TASK DETAILS =>
Stopping at the line that holds "Target: white multi-story building", repeat the lines below exactly, starting from the very first and including that final line.

RECORDS FOR THIS EXERCISE =>
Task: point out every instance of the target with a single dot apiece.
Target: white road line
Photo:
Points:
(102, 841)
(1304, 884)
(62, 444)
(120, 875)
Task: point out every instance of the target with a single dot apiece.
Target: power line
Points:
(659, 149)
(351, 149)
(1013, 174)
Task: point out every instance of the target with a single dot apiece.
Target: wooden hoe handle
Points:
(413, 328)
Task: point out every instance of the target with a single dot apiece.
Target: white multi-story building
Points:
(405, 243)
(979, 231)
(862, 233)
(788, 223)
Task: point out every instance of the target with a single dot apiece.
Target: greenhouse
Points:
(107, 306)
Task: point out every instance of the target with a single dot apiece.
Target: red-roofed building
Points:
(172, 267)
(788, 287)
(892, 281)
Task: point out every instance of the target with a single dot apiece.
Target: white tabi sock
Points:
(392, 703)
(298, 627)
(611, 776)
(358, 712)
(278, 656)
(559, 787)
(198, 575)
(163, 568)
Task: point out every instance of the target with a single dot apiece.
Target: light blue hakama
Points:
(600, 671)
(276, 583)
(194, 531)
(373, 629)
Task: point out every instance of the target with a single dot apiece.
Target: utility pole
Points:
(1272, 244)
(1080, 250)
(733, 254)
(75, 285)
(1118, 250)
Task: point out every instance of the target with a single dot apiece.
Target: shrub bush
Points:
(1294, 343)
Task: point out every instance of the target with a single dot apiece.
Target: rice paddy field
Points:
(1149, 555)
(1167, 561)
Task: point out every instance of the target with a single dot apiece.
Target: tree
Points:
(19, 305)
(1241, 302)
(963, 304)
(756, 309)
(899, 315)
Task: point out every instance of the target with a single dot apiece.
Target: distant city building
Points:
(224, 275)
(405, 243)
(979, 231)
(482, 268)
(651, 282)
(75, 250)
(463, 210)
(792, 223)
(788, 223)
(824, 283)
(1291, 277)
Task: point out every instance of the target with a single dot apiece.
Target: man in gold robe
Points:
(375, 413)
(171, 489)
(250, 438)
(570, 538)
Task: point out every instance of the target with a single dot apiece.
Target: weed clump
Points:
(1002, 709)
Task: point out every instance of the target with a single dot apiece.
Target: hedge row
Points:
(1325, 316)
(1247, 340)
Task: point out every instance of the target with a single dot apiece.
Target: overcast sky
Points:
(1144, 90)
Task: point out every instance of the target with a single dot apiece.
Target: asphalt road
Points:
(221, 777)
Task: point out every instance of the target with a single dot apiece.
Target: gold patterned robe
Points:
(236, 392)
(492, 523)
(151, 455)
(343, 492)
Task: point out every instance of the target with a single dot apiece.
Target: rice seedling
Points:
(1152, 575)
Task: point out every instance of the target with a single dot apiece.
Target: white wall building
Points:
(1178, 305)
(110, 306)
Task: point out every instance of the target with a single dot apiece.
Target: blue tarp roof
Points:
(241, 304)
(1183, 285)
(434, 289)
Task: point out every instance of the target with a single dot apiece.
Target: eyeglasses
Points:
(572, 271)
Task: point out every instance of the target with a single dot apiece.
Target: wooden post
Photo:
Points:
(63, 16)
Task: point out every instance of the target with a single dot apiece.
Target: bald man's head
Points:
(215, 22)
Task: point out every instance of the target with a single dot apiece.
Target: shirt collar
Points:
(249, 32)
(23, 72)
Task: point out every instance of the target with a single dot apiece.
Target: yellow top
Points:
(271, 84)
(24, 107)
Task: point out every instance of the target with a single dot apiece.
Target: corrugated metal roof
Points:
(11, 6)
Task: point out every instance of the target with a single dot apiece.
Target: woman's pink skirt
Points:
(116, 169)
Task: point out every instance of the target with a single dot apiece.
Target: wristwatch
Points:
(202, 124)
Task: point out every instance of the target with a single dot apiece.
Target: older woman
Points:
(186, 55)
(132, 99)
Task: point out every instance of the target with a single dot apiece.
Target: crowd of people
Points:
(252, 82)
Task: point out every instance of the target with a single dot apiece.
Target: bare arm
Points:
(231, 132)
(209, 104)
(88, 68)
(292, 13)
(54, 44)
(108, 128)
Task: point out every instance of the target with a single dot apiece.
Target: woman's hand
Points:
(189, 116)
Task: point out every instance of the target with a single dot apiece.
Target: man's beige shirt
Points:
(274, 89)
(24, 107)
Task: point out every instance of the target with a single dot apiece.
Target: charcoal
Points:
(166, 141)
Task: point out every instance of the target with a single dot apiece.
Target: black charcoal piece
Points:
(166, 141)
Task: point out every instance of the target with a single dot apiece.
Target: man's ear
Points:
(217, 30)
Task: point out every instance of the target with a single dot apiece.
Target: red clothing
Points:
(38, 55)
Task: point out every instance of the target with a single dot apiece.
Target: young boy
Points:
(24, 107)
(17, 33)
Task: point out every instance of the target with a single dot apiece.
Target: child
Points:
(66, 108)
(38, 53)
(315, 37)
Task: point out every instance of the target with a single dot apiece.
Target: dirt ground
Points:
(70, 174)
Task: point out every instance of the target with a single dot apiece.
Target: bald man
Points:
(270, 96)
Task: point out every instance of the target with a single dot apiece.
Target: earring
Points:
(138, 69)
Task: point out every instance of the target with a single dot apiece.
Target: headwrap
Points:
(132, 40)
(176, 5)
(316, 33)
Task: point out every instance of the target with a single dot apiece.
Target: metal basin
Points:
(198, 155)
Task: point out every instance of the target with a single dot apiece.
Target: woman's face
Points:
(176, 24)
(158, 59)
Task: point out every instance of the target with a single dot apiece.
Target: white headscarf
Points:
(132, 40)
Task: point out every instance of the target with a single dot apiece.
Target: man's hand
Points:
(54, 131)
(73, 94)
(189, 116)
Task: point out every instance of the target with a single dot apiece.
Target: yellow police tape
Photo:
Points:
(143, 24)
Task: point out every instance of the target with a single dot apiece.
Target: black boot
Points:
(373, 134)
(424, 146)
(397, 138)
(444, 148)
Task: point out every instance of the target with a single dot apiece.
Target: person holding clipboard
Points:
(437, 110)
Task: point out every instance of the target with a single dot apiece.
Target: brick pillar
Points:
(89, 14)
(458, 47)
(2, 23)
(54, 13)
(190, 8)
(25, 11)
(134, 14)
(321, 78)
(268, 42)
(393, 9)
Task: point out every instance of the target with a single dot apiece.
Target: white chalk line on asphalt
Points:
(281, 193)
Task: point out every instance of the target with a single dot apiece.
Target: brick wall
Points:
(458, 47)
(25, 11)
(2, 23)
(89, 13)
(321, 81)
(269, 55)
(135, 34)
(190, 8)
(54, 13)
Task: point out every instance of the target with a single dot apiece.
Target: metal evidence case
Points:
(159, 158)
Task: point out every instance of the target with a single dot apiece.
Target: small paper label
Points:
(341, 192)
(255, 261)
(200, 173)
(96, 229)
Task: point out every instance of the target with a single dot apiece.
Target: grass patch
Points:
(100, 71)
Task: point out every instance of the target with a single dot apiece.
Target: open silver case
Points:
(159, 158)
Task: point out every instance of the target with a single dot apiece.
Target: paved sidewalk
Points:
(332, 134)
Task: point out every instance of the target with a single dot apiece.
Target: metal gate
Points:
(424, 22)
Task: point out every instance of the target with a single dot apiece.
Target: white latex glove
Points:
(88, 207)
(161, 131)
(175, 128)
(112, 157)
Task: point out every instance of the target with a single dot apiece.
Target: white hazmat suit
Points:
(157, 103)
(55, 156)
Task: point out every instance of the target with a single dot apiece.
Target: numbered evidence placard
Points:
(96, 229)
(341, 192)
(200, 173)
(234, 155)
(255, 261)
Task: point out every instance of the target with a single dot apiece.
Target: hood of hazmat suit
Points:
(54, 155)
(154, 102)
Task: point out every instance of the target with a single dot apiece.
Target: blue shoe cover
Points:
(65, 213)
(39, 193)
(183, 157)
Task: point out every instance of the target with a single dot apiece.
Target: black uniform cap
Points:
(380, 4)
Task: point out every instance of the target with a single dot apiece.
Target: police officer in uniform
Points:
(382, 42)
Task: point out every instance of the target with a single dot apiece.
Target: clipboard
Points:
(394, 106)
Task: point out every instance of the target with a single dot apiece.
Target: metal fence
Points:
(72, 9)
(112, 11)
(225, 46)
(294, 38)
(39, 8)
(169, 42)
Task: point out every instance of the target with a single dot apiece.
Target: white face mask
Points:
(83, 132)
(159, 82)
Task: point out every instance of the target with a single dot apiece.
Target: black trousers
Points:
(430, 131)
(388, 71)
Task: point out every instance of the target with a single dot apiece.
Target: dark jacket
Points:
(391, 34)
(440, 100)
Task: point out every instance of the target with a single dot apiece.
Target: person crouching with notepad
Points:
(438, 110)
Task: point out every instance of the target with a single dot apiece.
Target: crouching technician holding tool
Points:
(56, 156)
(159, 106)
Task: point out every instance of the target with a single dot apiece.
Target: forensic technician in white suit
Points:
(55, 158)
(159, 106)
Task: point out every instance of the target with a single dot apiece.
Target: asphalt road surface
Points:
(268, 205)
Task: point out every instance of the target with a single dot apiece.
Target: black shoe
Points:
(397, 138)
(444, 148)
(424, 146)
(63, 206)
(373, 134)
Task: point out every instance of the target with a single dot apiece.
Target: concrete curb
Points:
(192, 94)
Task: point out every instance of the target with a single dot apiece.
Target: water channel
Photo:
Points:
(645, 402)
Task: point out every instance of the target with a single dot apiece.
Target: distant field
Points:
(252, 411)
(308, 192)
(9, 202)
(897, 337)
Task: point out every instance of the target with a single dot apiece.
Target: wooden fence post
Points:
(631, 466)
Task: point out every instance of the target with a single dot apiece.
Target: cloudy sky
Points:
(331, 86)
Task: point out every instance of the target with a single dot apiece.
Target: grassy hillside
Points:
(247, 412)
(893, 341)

ANSWER TO THIS TASK =>
Task: point out every instance of the target with a single dot apiece.
Target: white road line
Photo:
Points:
(102, 841)
(1304, 884)
(62, 444)
(120, 875)
Task: point out every instance of the target with a single dot apiece.
Target: power line
Points:
(659, 149)
(351, 149)
(1013, 174)
Task: point out every instance of the target with a single dot apiece.
Target: wooden hoe handle
Points:
(413, 328)
Task: point out every instance of the target with a single dot apiece.
Target: white multi-story building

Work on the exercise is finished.